Problem to solve: Update the lines below, starting at the first one and stopping after the line that contains "<point>84,358</point>", by replacing "doorway" with "entryway" and leaving everything else unchanged. Return only those lines.

Dataset items:
———
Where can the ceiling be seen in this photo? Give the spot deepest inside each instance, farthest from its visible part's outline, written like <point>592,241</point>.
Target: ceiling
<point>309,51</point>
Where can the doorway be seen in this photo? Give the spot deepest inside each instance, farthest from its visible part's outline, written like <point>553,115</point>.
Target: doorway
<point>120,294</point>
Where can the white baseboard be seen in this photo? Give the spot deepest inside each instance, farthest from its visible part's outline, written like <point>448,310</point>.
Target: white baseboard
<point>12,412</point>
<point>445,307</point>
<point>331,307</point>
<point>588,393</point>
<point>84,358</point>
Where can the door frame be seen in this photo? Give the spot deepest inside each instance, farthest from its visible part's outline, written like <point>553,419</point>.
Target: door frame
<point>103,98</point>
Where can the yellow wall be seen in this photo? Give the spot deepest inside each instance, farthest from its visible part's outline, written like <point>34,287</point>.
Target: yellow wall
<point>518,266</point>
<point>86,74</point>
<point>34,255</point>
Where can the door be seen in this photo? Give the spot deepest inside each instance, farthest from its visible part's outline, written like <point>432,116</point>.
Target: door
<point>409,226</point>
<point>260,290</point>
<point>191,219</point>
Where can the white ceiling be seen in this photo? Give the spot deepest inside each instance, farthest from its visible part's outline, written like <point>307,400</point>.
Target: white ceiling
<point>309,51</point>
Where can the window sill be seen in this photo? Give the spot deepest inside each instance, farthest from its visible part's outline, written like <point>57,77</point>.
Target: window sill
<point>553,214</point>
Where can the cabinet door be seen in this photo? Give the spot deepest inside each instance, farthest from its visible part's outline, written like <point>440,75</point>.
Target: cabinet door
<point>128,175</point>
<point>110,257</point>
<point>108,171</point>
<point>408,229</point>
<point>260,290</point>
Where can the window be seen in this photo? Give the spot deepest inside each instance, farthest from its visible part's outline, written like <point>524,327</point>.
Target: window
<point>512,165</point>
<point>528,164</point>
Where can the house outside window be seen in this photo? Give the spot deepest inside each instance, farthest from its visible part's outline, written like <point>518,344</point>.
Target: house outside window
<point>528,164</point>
———
Final result:
Where can the ceiling be seen in this photo? Give the spot deepest inside each instance, farthest from its visible part's outline, written like <point>592,241</point>.
Target: ceiling
<point>309,51</point>
Where can the entryway be seen in this photo? Give the spot deepest inside each instance, farthest from its visible part's outline, written like <point>553,115</point>.
Target: entryway
<point>120,294</point>
Where can the white baseboard be seen in this photo? Give the spot deepest inside each instance, farthest from its visible part's outline, written like <point>448,310</point>.
Target: white baseboard
<point>12,412</point>
<point>445,307</point>
<point>331,307</point>
<point>588,393</point>
<point>84,358</point>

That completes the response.